[Labeled-object pointing entries]

━━━━━━━━━━━━━━━━━━━━━━━━━━━━━━

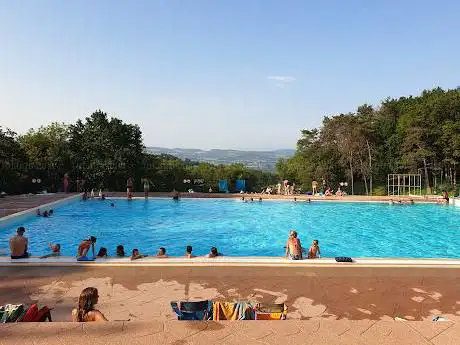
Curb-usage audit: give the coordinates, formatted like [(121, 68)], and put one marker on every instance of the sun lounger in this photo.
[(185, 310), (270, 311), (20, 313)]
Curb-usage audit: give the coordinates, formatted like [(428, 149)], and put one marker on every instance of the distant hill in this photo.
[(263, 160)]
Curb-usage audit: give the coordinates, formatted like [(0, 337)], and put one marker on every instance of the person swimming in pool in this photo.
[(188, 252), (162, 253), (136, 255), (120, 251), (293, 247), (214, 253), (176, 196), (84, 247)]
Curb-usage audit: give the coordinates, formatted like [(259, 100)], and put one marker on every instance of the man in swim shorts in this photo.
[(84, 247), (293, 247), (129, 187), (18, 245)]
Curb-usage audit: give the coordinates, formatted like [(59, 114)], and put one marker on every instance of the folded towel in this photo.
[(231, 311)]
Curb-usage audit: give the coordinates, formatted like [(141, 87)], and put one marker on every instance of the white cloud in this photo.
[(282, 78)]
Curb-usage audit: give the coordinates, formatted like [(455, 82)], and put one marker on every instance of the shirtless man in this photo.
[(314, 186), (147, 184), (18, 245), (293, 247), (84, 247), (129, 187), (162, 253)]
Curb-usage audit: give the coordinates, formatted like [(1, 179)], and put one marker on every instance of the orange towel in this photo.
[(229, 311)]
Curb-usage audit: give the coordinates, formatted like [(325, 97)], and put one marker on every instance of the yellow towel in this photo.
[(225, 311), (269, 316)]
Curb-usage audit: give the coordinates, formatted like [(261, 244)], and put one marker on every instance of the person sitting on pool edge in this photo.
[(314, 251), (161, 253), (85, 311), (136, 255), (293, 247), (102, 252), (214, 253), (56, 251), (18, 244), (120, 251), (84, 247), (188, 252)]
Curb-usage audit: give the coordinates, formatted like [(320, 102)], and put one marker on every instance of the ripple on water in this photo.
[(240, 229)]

━━━━━━━━━━━━━━━━━━━━━━━━━━━━━━

● **Task**
Starting at the line containing "water in this photo." and ending at the last of the items, write those lines out again, requests included, and shift every coordinate in the answers by adding -25 to each number.

● **Answer to the task**
Curb-usage audit: give the coordinates, formatted like [(320, 102)], and put one marker on every instance of the ripple on water in this photo.
[(215, 204)]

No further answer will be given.